• **Given text**:
··········
Welcome to Black History Is Now, a content series celebrating Black culture in the UK. This year, we're platforming Unforgotten Women throughout Black British history, highlighting their achievements and legacy.
Notting Hill Carnival is one of the most exciting British cultural events of the year. While 2020's celebrations were held virtually due to the coronavirus pandemic, Carnival remains one of the most important street parties for Black Britons and people all over the world. Now famous for its multiculturalism, it was originally an attempt by its founding mother, Claudia Jones, to unify a community torn apart by racism, riots and oppression.
In 1924 Jones moved to New York City's Harlem neighbourhood with her parents and three sisters. But her education was cut short by tuberculosis and the damage to her lungs, as well as severe heart disease, plagued her for the rest of her life.
For over 30 years Jones lived in New York where she discovered her passion for writing and journalism, becoming an active member of the American Communist Party, which allowed her journalistic and community leadership skills to flourish. By 1948, she was editor of Negro Affairs for the party's paper The Daily Worker and had evolved into an accomplished public speaker on human and civil rights.
But her voice landed her in trouble. Following a string of arrests after her controversial political activity in the US, she was imprisoned and deported to the UK in 1955. It was here she continued her impassioned journey to give a voice to the unheard, tirelessly campaigning against the injustices faced by London's West Indian community.
··········
• **Information supplied**:
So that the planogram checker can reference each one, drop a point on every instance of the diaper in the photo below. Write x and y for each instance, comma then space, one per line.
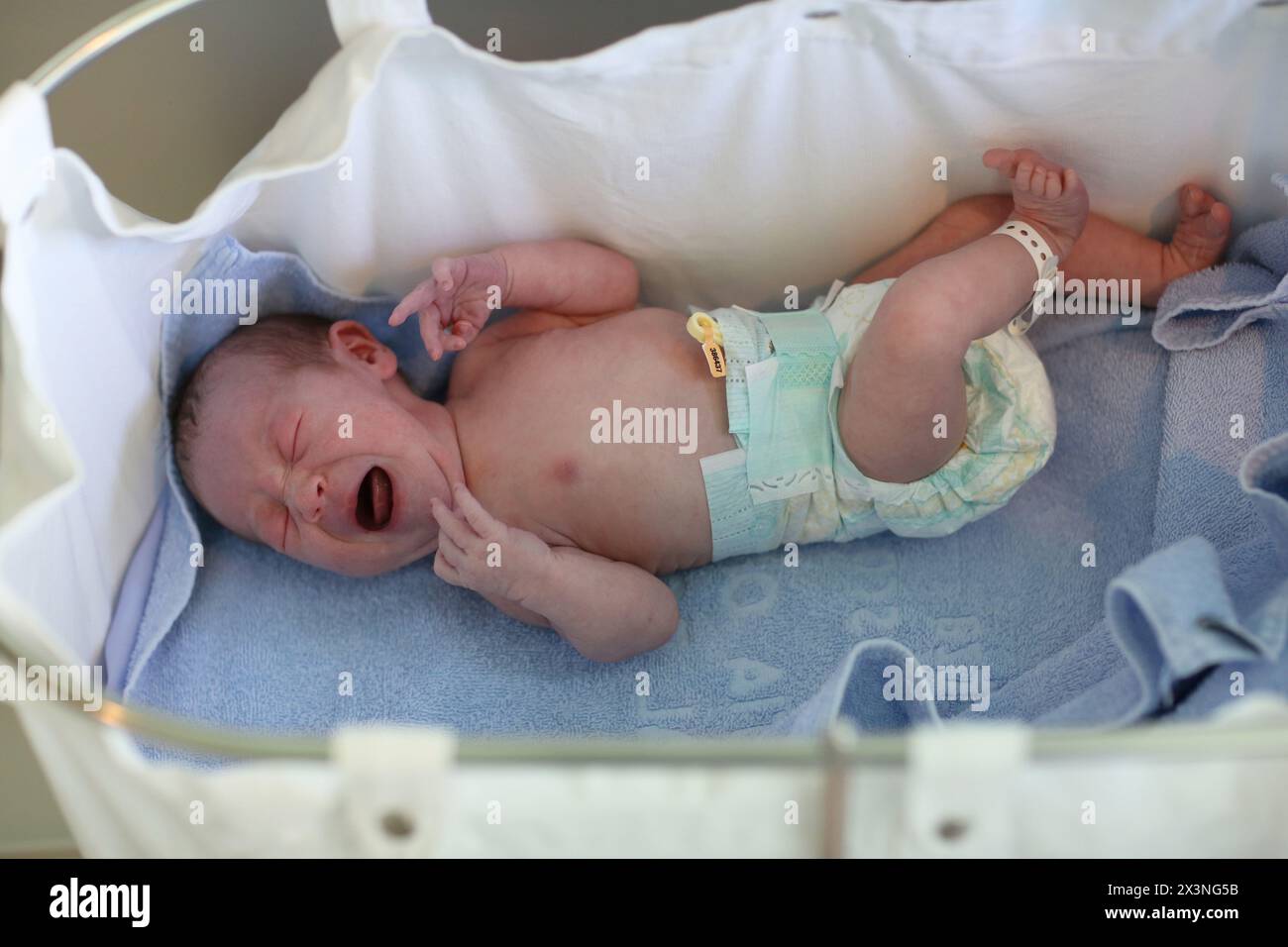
790, 478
··········
• **Work instructions**:
• a. Please answer these questions about the Claudia Jones text:
(i) In what year did Jones move to Harlem?
(ii) What role did she hold at The Daily Worker by 1948?
(iii) In what year was she deported to the UK?
• b. Continue the Claudia Jones text from where it stops.

• **Answers for this exercise**:
• a.
(i) 1924
(ii) Editor of Negro Affairs
(iii) 1955

• b.
In 1958, Jones founded Britain's first major Black newspaper, the West Indian Gazette and Afro-Asian Caribbean News which, she said at the time, stood for "a united, independent West Indies, full economic, social and political equality and respect for human dignity for West Indians and Afro-Asians in Britain."
A year later, in 1959, Jones launched Britain's first Caribbean carnival, a street party celebrating the rich culture and history of Afro-Caribbean people in Britain, in response to the 1958 August bank holiday Notting Hill riots. A plaque sits atop a house on the corner of Tavistock Road and Portobello Road in Notting Hill, cementing her success in the very place where she laid the foundations for celebrating Black culture.
Jones died on Christmas Eve in 1964, aged 49, after suffering a heart attack caused by heart disease and tuberculosis. She was buried to the left of her hero, Karl Marx, in north London's Highgate Cemetery. The legacy she built connecting Britain's Caribbean community ensures that she is remembered as the mother of Notting Hill Carnival, a festival still celebrated and loved to this day.